> DATA FOR THIS TASK
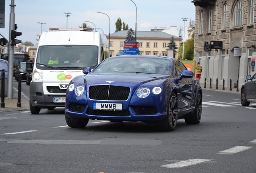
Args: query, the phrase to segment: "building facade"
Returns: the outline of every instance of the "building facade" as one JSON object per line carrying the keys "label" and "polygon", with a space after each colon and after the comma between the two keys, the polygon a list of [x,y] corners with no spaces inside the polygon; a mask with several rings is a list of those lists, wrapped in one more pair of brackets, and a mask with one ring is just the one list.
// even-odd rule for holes
{"label": "building facade", "polygon": [[[256,0],[194,0],[194,60],[203,67],[201,83],[211,78],[225,86],[255,73]],[[222,48],[211,48],[216,42]],[[212,45],[211,45],[212,43]],[[253,62],[254,62],[254,63]]]}
{"label": "building facade", "polygon": [[[124,50],[124,42],[127,30],[121,30],[110,34],[109,51],[112,56],[119,54]],[[135,32],[135,31],[134,31]],[[161,31],[137,31],[137,42],[139,43],[139,54],[167,56],[168,44],[173,37],[179,48],[182,38]],[[108,37],[107,37],[108,39]]]}

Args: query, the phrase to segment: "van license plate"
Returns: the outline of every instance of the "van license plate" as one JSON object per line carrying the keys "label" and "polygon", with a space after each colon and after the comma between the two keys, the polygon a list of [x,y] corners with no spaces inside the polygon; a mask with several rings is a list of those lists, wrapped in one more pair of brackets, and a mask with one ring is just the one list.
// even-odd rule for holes
{"label": "van license plate", "polygon": [[54,103],[65,103],[66,97],[54,97]]}
{"label": "van license plate", "polygon": [[107,111],[122,111],[122,103],[93,103],[93,109]]}

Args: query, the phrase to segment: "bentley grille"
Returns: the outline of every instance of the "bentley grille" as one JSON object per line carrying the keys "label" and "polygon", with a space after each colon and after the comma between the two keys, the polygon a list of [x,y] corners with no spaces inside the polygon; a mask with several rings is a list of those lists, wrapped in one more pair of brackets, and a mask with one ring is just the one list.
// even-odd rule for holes
{"label": "bentley grille", "polygon": [[128,99],[129,87],[114,85],[93,86],[89,88],[89,98],[91,100],[124,101]]}

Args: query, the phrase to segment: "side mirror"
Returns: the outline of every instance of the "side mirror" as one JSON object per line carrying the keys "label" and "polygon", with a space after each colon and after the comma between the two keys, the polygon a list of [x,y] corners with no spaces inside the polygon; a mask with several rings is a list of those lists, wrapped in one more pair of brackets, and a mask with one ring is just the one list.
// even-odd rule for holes
{"label": "side mirror", "polygon": [[27,72],[32,72],[33,71],[33,64],[32,60],[27,60],[26,63],[26,71]]}
{"label": "side mirror", "polygon": [[83,70],[83,73],[85,74],[87,74],[91,72],[91,69],[90,67],[86,67]]}
{"label": "side mirror", "polygon": [[185,70],[182,72],[180,78],[179,80],[182,79],[182,78],[190,78],[193,77],[194,76],[194,73],[191,71]]}

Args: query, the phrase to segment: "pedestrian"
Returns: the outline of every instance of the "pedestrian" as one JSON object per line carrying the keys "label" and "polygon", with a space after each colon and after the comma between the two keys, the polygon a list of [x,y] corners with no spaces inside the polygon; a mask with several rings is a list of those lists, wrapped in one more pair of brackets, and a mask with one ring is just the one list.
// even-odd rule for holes
{"label": "pedestrian", "polygon": [[202,70],[202,67],[200,65],[200,62],[197,62],[197,65],[196,67],[196,78],[200,80],[201,78],[201,73]]}

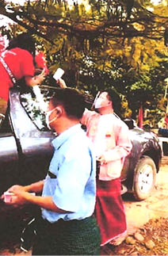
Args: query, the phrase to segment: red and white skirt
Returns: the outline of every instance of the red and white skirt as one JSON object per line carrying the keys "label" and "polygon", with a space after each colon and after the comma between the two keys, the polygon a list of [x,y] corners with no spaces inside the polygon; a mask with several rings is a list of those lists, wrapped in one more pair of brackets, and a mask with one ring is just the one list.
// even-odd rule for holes
{"label": "red and white skirt", "polygon": [[101,246],[120,237],[127,231],[120,187],[120,178],[111,181],[97,181],[94,215],[101,235]]}

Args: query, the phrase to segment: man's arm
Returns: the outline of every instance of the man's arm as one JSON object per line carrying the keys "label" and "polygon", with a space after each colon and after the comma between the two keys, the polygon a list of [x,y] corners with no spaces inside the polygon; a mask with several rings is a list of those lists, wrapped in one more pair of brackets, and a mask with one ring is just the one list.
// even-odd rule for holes
{"label": "man's arm", "polygon": [[[29,185],[13,185],[8,189],[8,192],[13,193],[13,196],[11,197],[11,201],[8,204],[13,205],[23,205],[26,204],[36,204],[44,208],[57,212],[67,212],[59,209],[53,202],[52,197],[40,197],[35,196],[29,192],[41,192],[44,187],[44,181],[32,183]],[[14,197],[16,196],[16,197]]]}

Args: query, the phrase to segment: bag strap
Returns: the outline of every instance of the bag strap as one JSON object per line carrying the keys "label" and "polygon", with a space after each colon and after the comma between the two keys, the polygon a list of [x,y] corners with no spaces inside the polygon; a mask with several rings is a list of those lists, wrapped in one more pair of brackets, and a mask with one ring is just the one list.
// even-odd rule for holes
{"label": "bag strap", "polygon": [[6,63],[5,62],[3,58],[2,58],[1,56],[0,56],[0,61],[1,61],[2,64],[3,65],[3,67],[5,67],[5,69],[6,70],[8,75],[10,75],[10,79],[12,80],[13,83],[15,84],[17,82],[15,77],[13,76],[11,70],[10,69],[10,67],[8,67],[8,65],[6,64]]}

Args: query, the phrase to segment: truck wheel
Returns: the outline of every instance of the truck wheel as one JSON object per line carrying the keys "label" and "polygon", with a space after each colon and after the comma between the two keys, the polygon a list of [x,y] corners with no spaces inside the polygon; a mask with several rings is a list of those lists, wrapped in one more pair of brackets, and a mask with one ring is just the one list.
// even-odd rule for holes
{"label": "truck wheel", "polygon": [[156,180],[156,166],[148,156],[143,156],[138,162],[133,180],[133,193],[138,201],[147,198],[154,189]]}

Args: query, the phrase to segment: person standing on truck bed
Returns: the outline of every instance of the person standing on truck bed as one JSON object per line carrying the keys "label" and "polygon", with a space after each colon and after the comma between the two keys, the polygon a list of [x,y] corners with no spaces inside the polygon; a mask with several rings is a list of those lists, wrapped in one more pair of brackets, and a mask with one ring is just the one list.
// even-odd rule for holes
{"label": "person standing on truck bed", "polygon": [[24,78],[25,83],[28,86],[34,86],[44,81],[44,75],[48,72],[45,67],[44,67],[41,73],[35,75],[35,40],[28,32],[23,32],[12,39],[9,43],[9,46],[2,52],[0,58],[1,113],[6,113],[9,99],[9,90],[13,86],[13,81],[9,75],[9,71],[5,67],[4,62],[17,82]]}

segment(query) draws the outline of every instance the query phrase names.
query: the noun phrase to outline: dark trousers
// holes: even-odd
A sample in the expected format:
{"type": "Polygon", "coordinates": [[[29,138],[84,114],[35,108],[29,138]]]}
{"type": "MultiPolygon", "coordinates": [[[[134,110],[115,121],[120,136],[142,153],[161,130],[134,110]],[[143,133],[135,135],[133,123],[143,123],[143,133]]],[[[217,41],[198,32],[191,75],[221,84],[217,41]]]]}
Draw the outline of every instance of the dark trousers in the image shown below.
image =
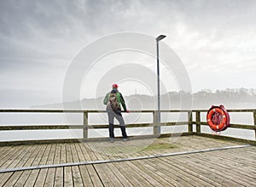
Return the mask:
{"type": "Polygon", "coordinates": [[[121,132],[122,132],[122,136],[123,139],[127,138],[127,134],[125,132],[125,124],[124,118],[121,114],[121,110],[118,110],[113,111],[112,109],[107,109],[108,111],[108,122],[109,122],[109,137],[110,138],[114,138],[114,133],[113,133],[113,118],[115,117],[117,121],[119,122],[121,132]]]}

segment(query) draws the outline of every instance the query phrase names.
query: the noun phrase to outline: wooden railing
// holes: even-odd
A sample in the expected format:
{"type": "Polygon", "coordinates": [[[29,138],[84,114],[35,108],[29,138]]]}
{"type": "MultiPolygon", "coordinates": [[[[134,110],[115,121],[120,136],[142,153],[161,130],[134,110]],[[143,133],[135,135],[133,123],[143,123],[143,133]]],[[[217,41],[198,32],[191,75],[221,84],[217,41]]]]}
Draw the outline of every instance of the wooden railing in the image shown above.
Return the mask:
{"type": "MultiPolygon", "coordinates": [[[[246,130],[253,130],[256,137],[256,110],[228,110],[229,112],[249,112],[253,116],[254,124],[233,124],[231,123],[230,128],[246,129],[246,130]]],[[[86,140],[96,140],[100,139],[90,139],[88,137],[88,132],[90,129],[99,129],[99,128],[108,128],[108,124],[102,125],[91,125],[89,124],[88,117],[90,113],[103,113],[105,110],[0,110],[0,114],[2,113],[80,113],[84,116],[83,124],[80,125],[0,125],[0,133],[3,131],[22,131],[22,130],[59,130],[59,129],[82,129],[83,137],[82,139],[47,139],[47,140],[21,140],[21,141],[1,141],[0,144],[30,144],[30,143],[50,143],[50,142],[70,142],[70,141],[86,141],[86,140]]],[[[212,134],[207,134],[201,133],[201,127],[207,126],[206,122],[201,121],[201,114],[207,112],[207,110],[161,110],[161,113],[171,112],[171,113],[187,113],[188,120],[185,122],[161,122],[157,123],[156,121],[156,110],[131,110],[131,113],[151,113],[153,115],[153,122],[148,123],[137,123],[137,124],[127,124],[127,128],[153,128],[153,134],[148,136],[139,136],[133,138],[146,138],[146,137],[161,137],[161,136],[170,136],[174,135],[172,133],[161,133],[159,127],[163,126],[178,126],[178,125],[187,125],[188,132],[180,132],[178,133],[181,135],[189,135],[189,134],[197,134],[203,136],[212,136],[212,134]],[[194,116],[194,117],[193,117],[194,116]],[[195,120],[194,120],[195,118],[195,120]],[[193,126],[195,125],[195,131],[193,131],[193,126]]],[[[118,125],[115,125],[118,127],[118,125]]],[[[235,139],[225,136],[215,136],[217,138],[224,138],[224,139],[234,139],[236,140],[246,141],[250,144],[255,144],[255,139],[253,140],[242,139],[235,139]]]]}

> STATED PROBLEM
Rewrite the data from the line with "Args: query, the phrase to segment: bag strap" to the line with "Returns: the outline of every instance of the bag", switching "bag strap" to "shoulder strap" and leaving everything else unchanged.

> REPLY
Args: query, the phrase to segment: shoulder strap
Returns: the outline of every instance of the shoulder strap as one JSON object per line carrying the keys "label" and "polygon", with a space after each colon and after the comma between the two keys, the polygon a list of [x,y] corners with no spaces inside the polygon; a mask with several rings is a list of those lists, wrapped in one more pair of brackets, and a mask with one ring is just the one list.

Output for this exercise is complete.